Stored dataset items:
┌──
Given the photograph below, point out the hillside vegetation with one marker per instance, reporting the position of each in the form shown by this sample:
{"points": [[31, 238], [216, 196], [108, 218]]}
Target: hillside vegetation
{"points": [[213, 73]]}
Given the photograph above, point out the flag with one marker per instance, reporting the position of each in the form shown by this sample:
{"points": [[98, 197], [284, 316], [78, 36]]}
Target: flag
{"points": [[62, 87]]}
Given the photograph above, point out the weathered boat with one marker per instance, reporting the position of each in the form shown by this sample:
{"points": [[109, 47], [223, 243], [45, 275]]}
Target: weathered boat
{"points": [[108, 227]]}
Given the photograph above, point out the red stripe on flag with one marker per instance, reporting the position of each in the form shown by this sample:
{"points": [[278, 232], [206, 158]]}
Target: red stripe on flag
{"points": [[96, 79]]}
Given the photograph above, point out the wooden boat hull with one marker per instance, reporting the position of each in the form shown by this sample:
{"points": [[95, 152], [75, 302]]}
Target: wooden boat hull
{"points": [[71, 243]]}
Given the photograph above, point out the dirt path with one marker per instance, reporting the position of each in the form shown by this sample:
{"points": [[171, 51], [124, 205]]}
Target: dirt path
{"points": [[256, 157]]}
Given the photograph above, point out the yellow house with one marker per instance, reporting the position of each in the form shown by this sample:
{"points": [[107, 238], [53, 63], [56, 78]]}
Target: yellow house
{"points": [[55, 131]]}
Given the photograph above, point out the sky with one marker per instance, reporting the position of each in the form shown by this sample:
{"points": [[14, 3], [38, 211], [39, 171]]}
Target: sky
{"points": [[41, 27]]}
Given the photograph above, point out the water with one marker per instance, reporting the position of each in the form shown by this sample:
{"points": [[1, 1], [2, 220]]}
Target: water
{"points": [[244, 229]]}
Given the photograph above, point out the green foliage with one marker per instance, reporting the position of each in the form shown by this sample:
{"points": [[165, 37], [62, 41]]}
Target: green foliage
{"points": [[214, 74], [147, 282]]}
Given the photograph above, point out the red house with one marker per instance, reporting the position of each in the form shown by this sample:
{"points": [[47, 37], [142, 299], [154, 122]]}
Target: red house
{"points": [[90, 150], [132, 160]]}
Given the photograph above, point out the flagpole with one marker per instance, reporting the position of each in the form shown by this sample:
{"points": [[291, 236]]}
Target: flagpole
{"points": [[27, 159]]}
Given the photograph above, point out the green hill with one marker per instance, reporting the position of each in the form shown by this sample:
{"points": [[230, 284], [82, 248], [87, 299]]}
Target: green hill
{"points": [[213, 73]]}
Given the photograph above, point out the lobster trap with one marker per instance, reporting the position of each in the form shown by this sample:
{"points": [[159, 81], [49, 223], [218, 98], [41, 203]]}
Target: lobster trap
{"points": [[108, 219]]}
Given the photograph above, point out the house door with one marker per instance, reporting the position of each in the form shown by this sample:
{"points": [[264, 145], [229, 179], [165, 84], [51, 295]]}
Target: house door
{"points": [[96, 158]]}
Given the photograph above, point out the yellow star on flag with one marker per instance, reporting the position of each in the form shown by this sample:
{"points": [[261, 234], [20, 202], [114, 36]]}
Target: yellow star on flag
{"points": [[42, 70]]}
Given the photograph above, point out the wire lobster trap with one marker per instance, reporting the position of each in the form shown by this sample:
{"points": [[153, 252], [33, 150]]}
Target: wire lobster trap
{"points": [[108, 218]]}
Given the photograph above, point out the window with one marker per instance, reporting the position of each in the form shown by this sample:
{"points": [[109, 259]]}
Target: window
└──
Using the records above, restate word for word the lines from the one with "Given the photograph above, point out the flagpole" through the one with "Given the photograph above, point out the green hill", both included.

Given the photograph above, point out the flagpole with one marker per instance, reporting the position of each in the form shown by this sample:
{"points": [[291, 236]]}
Target: flagpole
{"points": [[27, 159]]}
Given the photograph above, point out the green hill with one marker per instance, reporting the position of each in the form shown by this sample:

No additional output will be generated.